Larangan tersebut tertuang dalam Surat Edaran (SE) Nomor SR.01.05/III/3461/2022 tentang Kewajiban Penyelidikan Epidemiologi dan Pelaporan Kasus Gangguan Ginjal Akut Atipikal (Atypical Progressive Acute Kidney Injury) Pada Anak yang ditandatangani Plt Direktur Jenderal Pelayanan Kesehatan Murti Utami pada 18 Oktober 2022.
Meski begitu, Wahyu mengatakan tidak ada penarikan obat cair yang sudah beredar di pasaran. Namun, masyarakat diminta lebih memperhatikan kembali dalam memenuhi obat-obatan anak mereka. Wahyu menyebut Badan Pengawas Obat dan Makanan (BPOM) saat ini sedang memeriksa obat-obatan sirup tersebut.
"Tidak ada penarikan karena ini lagi dilakukan pemeriksaan oleh BPOM sampai nanti ada penjelasan. Dari kami sudah berkoordinasi dengan SDK (Sumber Daya Kesehatan) dan bidang pelayanan kesehatan," ujar dia.
Untuk mengganti kebutuhan obat cair pada anak, Wahyu mengatakan saat ini digunakan obat tablet yang dicairkan. Masyarakat juga diimbau berkonsultasi dengan dokter terkait teknis pengganti obat sirup yang sementara ini dilarang dikonsumsi.

## [DAFTAR TUGAS]
1) Jawab pertanyaan berikut berdasarkan kutipan dokumen.
(a) Siapa yang menandatangani surat edaran tersebut, dan kapan?
(b) Lembaga apa yang sedang memeriksa obat-obatan sirup?
(c) Obat apa yang kini dipakai untuk mengganti kebutuhan obat cair pada anak?
2) Salin kata demi kata bagian kutipan dokumen mulai dari "Meski begitu, Wahyu" sampai dengan "obat-obatan sirup tersebut.".

## [ISI DATASET]
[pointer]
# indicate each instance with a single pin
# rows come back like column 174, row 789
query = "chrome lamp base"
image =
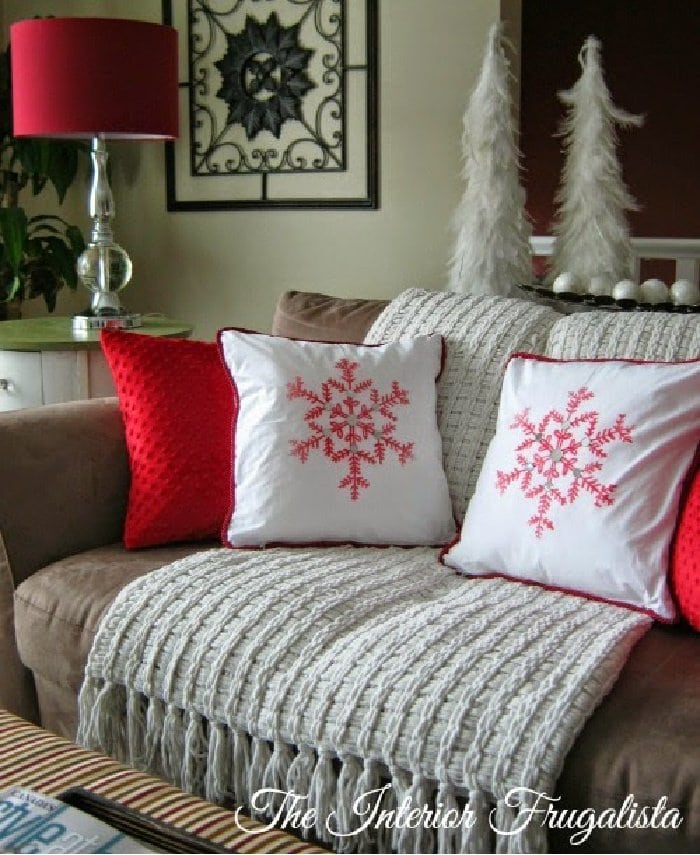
column 121, row 321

## [JAWABAN]
1)
(a) Plt Direktur Jenderal Pelayanan Kesehatan Murti Utami, pada 18 Oktober 2022.
(b) Badan Pengawas Obat dan Makanan (BPOM).
(c) Obat tablet yang dicairkan.

2)
Meski begitu, Wahyu mengatakan tidak ada penarikan obat cair yang sudah beredar di pasaran. Namun, masyarakat diminta lebih memperhatikan kembali dalam memenuhi obat-obatan anak mereka. Wahyu menyebut Badan Pengawas Obat dan Makanan (BPOM) saat ini sedang memeriksa obat-obatan sirup tersebut.